SHORT EXERCISE - Exactly the lines from the one containing "Where can you see the person in" through the final line of the listing are to be retyped, and nothing more.

WORKING DATA -

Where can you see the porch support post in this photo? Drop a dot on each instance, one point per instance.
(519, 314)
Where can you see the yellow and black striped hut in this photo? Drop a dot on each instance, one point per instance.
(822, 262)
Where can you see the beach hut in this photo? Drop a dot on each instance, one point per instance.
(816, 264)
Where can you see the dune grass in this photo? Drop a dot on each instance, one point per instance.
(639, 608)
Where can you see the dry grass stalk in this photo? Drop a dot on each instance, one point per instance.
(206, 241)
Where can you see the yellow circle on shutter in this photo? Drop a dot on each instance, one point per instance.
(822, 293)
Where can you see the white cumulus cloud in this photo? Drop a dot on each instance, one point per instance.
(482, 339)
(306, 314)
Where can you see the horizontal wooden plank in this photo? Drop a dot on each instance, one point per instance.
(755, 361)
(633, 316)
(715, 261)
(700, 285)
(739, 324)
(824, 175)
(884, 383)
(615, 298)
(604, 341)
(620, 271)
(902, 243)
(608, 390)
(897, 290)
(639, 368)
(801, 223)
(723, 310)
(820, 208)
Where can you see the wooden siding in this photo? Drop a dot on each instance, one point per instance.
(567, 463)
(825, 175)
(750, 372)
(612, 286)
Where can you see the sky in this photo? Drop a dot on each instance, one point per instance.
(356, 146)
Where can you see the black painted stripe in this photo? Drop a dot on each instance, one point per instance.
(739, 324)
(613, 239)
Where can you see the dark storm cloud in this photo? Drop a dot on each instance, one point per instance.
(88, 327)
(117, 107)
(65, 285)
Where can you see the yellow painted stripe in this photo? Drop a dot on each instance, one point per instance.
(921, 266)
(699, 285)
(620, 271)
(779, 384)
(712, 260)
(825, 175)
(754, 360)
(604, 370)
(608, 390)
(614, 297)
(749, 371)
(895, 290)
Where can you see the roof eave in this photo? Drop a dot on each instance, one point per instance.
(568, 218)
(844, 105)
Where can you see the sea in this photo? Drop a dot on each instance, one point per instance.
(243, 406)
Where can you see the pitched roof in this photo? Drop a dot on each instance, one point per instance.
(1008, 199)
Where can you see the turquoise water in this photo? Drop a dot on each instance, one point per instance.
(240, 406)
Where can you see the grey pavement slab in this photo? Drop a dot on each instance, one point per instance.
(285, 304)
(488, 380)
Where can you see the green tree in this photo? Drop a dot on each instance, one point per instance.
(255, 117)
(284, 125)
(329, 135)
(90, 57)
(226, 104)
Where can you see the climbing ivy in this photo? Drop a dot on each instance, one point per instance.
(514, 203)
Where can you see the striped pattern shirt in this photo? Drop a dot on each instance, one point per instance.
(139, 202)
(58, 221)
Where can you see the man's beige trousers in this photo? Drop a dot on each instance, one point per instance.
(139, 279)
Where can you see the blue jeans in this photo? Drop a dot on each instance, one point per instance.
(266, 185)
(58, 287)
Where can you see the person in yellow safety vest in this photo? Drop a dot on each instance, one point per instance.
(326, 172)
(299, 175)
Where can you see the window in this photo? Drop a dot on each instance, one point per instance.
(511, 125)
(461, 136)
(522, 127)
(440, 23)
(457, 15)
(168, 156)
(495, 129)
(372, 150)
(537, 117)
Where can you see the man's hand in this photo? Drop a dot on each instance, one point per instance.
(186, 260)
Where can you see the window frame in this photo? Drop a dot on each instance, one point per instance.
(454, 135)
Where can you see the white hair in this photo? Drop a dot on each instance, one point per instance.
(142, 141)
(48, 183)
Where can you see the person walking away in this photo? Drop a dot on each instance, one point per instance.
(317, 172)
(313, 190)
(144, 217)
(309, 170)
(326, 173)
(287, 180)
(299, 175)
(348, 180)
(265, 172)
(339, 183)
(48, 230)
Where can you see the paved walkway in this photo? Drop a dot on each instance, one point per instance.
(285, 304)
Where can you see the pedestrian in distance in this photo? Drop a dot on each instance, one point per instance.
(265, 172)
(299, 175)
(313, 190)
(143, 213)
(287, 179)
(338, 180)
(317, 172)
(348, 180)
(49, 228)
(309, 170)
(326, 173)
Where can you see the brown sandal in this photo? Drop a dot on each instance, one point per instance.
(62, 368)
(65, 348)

ANSWER -
Where can you see the person in yellow safety vest in this photo? Drop a dot on each instance, one point per instance.
(326, 172)
(299, 175)
Where can you see the window in this photo? Drop a dot on each instance, one point per instance.
(511, 125)
(461, 136)
(522, 127)
(440, 23)
(457, 15)
(168, 156)
(495, 129)
(372, 150)
(537, 117)
Where can you see the man's hand in this photo? Drop a dot on each instance, one point per instance.
(186, 260)
Where can you see the window frame in this photo? Drop a dot on each instance, one point per instance.
(454, 135)
Where can you see the white hair in this photo? Drop a dot on each instance, one point per instance.
(142, 141)
(48, 183)
Where can you see the person walking away in this photo? Drop a dot on each instance, one point per instance.
(317, 172)
(313, 190)
(144, 217)
(309, 170)
(326, 173)
(287, 180)
(299, 175)
(348, 180)
(265, 172)
(339, 183)
(48, 230)
Where can you see the paved walkway in this photo? Drop a dot on each instance, one point per instance.
(285, 304)
Where can you see the pedestrian in distance in this photo? Drop a dot on each instance, one point per instance.
(265, 172)
(299, 175)
(313, 190)
(143, 213)
(287, 179)
(338, 180)
(317, 172)
(348, 180)
(49, 228)
(309, 170)
(326, 173)
Where can you see the brown sandal in this photo? Drop a dot on each instance, one point per instance.
(62, 368)
(65, 348)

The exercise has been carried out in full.